▶ _Document segment_
Sweeper the Brave


 April 24 2013

A page from History –‘Sweeper the Brave’ by Major General (retd) Syed Ali Hamid
—to the Editor a wonderful story of bravery—
We  thank Manzurul Haque and Sandy Pearson for forwarding it to the Koi-Hai web site


1 It is an insight into the working of Noble Leaders

and Brave follower.

Oh GOD !  give us both.


 The last line says it all...some were born sweepers,no fault of theirs but some were born,with a false sense of nobility but possessed the mentality of sweepers and did more damage to the institution and the nation.







              The British Indian Army has been accused of being an army of camp followers. Indeed without the services of the dhobi (washer man), cook, sweeper, mess waiter, cobbler, barber and the canteen contractor, administration in a regiment or battalion may just have collapsed. The battalion was akin to a village society in the Indian sub-continent. At the top was the commanding officer who was the head man and at the bottom-end was the contractors, tradesmen and the rest …the officers, VCOs and soldiers were the in-between. Of all the camp followers of yesteryear, probably the most famous was the Bhishti (water carrier) epitomized in Kipling’s poem Ganga Din.

I sha'n't forgit the night
When I dropped be'ind the fight
With a bullet where my belt-plate should 'a' been.
I was chokin' mad with thirst,
An' the man that spied me first
Was our good old grinnin', gruntin' Gunga Din.
'E lifted up my 'ead,
An' he plugged me where I bled,

An' 'e guv me 'arf-a-pint o' water green.

 Ganga Din meets his death while saving the British soldier and the poem ends with the verse:


Though I've belted you and flayed you,
By the livin' Gawd that made you,
You're a better man than I am, Gunga Din!


                           By the beginning of the Second World War the Bhishti was gone, replaced by the water trailer and the water bottle but the other non-combatants including the sweepers accompanied their battalions and brigades into battle from Rome till Rangoon.

          Most of the sweepers in the British Indian Army came from the cast of ‘untouchables’, (Harijans i.e. children of God as Gandhi called them) who were at the bottom of or outside the Hindu caste system. Five or six sweepers were authorised to a battalion and they went with the battalion wherever it went during peace and war and served with pride. A British officer serving in the Burma Campaign has memories of Sweeper Kantu who was attached to the battalion mess during the war:

“Unless in close contact with the enemy, one used the officer’s mess commode or ‘thunder box’ which was usually dug down and covered over, and was serviced by the officer’s mess sweeper in battalion headquarters. During much of the fighting in Burma our officers’ Mess sweeper was a diminutive man called Kantu. He was an enlisted follower; not armed but accompanied the battalion wherever it went and was subject to military law. He was a delightful little man, always smiling, always smart and took particular pride in his job; so much so that it was somewhat disconcerting when one had barely finished one’s daily offering to hear and see it being whipped away in preparation for the next arrival.

▶ _Given entries_
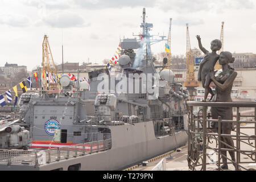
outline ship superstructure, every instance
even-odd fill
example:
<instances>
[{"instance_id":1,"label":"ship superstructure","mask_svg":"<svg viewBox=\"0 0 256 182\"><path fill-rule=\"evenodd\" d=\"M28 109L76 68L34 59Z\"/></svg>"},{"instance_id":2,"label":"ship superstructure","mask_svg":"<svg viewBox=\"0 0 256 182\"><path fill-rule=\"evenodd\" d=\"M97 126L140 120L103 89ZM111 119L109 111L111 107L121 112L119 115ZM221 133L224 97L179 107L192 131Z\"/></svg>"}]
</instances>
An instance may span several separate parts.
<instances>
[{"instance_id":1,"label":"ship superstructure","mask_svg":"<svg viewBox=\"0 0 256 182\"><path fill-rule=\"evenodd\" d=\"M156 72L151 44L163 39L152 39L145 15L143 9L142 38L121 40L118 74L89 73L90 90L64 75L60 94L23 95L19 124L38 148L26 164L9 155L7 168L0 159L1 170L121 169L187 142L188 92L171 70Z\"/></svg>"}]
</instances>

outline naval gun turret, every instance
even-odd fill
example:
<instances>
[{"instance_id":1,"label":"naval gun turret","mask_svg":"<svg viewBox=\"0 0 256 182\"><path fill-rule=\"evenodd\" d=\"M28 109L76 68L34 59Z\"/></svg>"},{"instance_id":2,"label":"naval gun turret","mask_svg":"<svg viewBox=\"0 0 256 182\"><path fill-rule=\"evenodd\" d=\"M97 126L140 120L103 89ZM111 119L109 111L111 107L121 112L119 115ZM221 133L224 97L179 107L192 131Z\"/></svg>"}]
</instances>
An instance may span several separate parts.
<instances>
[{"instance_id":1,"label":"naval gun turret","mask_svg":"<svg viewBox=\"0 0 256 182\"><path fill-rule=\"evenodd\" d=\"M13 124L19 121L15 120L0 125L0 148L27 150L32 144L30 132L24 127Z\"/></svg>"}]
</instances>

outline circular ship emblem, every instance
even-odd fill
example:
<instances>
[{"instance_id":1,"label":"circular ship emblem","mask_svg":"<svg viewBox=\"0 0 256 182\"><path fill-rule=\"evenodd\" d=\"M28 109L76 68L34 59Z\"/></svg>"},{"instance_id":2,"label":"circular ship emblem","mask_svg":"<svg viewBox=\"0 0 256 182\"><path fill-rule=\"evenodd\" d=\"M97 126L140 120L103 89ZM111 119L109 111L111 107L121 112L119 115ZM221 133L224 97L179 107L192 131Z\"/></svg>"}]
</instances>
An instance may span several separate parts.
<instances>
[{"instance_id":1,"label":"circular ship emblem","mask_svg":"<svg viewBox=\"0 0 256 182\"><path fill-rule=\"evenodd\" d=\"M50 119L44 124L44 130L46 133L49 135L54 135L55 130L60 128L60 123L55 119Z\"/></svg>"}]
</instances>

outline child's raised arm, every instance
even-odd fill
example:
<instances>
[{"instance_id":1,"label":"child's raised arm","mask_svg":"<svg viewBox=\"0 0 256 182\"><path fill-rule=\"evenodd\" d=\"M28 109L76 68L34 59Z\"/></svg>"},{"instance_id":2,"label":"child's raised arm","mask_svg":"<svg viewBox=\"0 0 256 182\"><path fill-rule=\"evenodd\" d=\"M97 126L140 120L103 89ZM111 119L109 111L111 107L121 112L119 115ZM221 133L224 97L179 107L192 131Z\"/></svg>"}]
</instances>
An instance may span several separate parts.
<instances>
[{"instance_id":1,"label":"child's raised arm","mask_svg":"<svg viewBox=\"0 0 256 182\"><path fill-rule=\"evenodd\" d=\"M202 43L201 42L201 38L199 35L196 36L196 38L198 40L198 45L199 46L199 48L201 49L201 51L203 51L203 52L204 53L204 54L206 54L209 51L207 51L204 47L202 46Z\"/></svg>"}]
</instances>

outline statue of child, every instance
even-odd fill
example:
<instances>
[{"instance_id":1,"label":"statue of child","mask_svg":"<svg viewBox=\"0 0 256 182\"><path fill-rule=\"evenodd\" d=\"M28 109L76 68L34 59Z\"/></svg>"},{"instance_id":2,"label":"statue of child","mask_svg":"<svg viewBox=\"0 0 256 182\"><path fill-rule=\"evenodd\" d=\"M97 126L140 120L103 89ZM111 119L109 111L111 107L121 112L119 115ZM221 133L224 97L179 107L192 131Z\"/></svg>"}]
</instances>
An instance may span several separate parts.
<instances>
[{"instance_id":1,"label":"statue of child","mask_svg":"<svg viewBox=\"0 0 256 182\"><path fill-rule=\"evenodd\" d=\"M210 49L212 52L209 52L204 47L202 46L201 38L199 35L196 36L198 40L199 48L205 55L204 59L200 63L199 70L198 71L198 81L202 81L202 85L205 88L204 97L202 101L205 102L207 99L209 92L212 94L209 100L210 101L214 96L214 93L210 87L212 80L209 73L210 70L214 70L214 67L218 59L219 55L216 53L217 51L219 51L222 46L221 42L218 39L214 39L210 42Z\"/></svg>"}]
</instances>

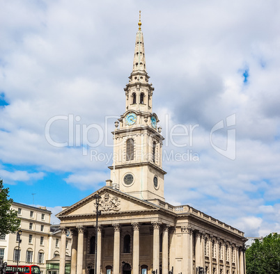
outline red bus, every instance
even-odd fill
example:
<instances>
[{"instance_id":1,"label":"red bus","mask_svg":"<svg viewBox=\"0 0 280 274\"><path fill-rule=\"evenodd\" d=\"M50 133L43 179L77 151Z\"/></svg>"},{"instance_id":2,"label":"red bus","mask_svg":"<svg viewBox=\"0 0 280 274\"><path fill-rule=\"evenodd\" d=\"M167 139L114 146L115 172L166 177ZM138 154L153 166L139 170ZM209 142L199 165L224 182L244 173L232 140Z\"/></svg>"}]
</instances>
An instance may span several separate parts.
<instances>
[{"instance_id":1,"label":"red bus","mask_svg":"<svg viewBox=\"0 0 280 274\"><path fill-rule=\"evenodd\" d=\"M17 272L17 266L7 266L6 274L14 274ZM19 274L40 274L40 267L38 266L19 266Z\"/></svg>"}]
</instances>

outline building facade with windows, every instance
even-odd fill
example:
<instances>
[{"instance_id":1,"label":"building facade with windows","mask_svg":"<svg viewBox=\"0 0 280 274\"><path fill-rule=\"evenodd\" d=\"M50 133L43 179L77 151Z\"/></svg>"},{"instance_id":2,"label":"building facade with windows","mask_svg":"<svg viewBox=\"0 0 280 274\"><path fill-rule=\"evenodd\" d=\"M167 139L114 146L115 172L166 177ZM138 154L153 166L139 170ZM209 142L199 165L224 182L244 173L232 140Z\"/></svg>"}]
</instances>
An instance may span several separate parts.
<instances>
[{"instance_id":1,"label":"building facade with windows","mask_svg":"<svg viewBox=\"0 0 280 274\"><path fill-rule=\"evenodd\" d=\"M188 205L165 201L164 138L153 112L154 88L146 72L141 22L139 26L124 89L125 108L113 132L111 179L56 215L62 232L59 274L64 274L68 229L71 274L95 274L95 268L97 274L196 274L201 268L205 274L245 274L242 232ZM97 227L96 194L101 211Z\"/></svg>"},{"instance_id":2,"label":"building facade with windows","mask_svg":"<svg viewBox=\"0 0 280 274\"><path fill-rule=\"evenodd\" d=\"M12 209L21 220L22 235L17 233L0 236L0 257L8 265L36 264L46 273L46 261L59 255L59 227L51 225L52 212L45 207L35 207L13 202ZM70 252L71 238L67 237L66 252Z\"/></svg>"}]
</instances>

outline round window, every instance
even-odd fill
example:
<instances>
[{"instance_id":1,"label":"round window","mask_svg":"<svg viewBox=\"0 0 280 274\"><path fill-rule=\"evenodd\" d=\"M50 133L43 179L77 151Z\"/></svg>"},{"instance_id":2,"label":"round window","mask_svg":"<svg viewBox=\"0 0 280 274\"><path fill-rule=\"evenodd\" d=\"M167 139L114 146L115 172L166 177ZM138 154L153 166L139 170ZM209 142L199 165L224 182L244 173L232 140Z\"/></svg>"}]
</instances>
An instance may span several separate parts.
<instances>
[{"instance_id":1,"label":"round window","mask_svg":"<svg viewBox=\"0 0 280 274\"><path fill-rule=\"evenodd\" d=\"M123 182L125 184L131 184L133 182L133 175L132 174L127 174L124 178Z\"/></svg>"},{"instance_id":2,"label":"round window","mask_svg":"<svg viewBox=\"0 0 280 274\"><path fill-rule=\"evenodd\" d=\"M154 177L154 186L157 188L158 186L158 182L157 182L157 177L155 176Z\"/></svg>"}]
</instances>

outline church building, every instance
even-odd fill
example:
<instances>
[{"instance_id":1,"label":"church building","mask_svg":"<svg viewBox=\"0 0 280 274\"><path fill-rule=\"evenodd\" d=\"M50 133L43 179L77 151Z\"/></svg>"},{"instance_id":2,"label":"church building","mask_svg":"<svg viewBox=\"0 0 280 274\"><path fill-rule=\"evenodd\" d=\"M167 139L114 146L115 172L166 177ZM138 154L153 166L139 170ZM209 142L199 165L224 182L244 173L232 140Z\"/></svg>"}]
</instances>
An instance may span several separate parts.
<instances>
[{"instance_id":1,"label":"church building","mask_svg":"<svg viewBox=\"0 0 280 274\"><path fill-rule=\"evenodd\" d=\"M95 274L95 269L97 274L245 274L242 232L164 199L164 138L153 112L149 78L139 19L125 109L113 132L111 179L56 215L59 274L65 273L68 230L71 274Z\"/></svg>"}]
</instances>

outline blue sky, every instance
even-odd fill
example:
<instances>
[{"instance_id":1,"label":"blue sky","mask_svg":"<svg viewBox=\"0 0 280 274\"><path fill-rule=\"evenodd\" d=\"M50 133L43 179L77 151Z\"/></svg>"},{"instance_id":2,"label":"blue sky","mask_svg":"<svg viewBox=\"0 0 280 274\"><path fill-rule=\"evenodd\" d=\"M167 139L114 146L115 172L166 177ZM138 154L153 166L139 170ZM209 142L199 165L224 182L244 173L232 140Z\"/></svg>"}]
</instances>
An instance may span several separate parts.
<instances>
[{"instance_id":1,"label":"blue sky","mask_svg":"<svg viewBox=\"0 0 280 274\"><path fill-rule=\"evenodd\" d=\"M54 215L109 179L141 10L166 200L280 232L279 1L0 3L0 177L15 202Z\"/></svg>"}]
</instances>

---

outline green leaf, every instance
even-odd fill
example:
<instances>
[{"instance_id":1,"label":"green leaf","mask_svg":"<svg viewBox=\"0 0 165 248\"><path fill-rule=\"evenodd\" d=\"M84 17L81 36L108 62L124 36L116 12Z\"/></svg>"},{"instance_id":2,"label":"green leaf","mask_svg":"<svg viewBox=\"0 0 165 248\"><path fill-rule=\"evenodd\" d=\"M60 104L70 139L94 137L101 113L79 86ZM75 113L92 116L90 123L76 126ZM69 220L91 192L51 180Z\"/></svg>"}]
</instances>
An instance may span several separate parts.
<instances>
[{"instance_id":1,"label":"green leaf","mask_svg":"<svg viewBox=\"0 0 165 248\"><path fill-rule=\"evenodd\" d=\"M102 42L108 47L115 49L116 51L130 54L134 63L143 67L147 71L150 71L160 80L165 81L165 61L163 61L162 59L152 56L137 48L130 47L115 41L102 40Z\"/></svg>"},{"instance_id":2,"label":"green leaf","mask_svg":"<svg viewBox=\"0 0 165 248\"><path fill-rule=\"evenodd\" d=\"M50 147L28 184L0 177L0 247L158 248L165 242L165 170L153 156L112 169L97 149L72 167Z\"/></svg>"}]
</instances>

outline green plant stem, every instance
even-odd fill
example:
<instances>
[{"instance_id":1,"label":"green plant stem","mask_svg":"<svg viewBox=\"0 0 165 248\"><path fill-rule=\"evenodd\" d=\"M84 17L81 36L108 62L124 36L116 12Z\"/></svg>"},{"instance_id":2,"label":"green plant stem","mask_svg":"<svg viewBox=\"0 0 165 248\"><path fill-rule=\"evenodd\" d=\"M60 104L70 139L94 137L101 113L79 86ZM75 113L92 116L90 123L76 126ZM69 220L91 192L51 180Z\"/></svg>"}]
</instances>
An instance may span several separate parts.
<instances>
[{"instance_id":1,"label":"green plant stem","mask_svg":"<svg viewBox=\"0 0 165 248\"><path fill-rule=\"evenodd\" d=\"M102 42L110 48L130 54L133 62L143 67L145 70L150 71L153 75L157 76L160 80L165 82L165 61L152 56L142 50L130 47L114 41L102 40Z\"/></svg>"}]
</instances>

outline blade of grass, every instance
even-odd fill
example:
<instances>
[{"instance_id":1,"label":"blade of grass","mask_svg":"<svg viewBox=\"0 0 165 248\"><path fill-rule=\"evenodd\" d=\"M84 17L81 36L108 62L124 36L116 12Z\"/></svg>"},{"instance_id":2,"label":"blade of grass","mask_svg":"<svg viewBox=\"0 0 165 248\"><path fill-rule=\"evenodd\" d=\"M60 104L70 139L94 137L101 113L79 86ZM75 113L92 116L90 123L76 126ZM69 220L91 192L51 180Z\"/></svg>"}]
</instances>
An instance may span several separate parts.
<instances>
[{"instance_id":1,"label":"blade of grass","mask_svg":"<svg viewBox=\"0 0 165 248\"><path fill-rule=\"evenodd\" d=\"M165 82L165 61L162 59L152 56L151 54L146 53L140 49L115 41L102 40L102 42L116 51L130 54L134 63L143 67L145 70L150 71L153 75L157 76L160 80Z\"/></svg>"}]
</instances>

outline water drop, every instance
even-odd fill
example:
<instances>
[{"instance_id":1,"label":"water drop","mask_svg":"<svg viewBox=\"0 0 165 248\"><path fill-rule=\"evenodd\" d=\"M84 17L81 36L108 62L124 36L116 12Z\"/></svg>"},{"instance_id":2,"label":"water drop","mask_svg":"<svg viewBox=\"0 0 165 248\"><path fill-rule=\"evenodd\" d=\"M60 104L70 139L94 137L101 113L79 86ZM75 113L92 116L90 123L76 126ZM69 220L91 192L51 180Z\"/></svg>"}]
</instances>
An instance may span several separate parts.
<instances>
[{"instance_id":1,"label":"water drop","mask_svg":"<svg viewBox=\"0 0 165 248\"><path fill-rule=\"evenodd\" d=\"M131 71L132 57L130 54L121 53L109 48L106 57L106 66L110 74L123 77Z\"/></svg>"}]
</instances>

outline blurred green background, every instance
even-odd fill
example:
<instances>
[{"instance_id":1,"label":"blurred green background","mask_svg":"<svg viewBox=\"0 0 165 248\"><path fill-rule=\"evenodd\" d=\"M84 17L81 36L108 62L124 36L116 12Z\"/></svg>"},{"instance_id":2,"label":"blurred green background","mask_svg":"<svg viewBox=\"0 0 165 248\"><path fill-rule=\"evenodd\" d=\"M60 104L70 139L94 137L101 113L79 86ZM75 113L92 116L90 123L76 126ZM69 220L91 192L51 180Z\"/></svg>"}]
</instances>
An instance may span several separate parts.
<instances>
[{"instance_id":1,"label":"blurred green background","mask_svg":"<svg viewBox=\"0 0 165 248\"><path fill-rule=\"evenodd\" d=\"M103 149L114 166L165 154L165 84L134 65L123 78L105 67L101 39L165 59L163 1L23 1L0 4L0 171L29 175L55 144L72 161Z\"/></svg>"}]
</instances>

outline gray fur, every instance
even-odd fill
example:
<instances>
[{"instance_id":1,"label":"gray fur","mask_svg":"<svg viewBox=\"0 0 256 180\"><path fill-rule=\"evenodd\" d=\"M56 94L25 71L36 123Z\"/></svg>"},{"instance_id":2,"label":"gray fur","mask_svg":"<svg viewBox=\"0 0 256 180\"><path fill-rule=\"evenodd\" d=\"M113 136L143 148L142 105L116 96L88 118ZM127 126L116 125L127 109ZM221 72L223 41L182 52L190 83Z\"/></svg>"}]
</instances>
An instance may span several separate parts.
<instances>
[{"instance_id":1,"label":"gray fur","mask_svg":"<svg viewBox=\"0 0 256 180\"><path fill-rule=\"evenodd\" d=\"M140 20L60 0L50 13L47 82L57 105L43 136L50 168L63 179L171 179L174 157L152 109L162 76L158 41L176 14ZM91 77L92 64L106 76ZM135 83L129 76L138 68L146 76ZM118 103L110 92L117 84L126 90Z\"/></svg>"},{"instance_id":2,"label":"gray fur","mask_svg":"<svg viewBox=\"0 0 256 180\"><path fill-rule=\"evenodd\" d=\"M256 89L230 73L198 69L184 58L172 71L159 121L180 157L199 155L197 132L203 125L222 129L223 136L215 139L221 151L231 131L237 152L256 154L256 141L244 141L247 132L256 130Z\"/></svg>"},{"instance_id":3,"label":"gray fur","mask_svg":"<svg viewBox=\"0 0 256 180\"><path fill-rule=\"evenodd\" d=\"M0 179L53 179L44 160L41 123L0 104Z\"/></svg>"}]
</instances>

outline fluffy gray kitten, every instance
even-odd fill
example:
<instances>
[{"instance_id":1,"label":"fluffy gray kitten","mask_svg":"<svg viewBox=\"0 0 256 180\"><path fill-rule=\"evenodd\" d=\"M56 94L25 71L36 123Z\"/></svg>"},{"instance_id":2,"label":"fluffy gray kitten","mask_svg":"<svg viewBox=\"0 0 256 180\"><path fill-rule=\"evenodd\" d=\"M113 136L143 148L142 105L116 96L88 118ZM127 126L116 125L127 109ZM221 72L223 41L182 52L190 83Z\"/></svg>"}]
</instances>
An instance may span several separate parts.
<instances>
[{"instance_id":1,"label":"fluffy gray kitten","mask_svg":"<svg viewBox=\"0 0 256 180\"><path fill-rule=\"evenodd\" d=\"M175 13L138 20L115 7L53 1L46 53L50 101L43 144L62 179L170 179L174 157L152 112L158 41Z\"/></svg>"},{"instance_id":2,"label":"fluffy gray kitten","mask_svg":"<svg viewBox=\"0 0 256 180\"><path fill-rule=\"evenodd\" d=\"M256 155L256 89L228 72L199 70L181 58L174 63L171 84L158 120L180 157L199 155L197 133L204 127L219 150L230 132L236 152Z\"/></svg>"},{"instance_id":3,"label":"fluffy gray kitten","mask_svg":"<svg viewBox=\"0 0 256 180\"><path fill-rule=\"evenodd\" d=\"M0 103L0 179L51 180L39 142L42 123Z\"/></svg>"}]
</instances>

---

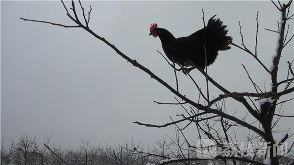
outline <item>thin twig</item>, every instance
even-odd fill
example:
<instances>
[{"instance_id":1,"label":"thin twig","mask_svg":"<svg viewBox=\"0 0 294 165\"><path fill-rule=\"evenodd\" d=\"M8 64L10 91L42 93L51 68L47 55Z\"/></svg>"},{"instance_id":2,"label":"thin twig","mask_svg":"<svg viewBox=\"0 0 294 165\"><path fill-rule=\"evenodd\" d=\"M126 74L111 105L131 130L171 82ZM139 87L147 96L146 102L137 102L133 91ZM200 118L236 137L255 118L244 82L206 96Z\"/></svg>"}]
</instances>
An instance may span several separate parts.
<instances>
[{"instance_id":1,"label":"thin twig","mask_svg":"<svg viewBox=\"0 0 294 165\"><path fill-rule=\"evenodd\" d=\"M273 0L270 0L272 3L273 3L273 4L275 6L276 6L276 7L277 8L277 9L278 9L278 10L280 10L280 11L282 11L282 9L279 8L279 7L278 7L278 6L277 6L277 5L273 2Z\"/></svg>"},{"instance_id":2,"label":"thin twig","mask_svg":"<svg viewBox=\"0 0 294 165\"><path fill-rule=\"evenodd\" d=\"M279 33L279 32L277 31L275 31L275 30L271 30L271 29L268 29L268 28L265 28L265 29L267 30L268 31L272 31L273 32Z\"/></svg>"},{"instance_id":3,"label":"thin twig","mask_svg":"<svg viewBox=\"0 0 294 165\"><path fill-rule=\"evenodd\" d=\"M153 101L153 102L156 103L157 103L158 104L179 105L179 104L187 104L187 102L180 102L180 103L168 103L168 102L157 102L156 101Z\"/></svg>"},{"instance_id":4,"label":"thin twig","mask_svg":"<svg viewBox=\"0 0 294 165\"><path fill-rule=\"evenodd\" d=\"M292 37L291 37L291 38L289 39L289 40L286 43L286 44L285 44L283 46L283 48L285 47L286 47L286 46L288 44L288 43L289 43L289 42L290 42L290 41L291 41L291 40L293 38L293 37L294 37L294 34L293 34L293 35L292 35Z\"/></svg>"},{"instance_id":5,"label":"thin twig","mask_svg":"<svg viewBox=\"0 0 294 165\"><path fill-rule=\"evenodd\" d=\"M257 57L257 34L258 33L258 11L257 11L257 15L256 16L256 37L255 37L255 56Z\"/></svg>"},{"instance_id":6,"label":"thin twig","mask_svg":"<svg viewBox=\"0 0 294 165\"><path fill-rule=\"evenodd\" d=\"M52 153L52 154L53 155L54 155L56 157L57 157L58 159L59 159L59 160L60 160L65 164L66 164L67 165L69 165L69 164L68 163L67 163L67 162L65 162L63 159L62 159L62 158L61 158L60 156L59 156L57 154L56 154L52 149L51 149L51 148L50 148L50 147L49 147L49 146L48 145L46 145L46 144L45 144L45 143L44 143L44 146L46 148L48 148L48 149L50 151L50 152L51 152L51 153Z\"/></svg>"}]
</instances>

▶ _Parts of the exercise_
(1) From the "Sweeper the Brave" page, print the stretch from "April 24 2013" through "and Brave follower.".
(2) List the camp followers named in the "Sweeper the Brave" page's sentence that begins "Indeed without the services of".
The listing is material separate from the "Sweeper the Brave" page.

▶ _Task-by-task answers_
(1)
April 24 2013

A page from History –‘Sweeper the Brave’ by Major General (retd) Syed Ali Hamid
—to the Editor a wonderful story of bravery—
We  thank Manzurul Haque and Sandy Pearson for forwarding it to the Koi-Hai web site


1 It is an insight into the working of Noble Leaders

and Brave follower.

(2)
- dhobi (washer man)
- cook
- sweeper
- mess waiter
- cobbler
- barber
- canteen contractor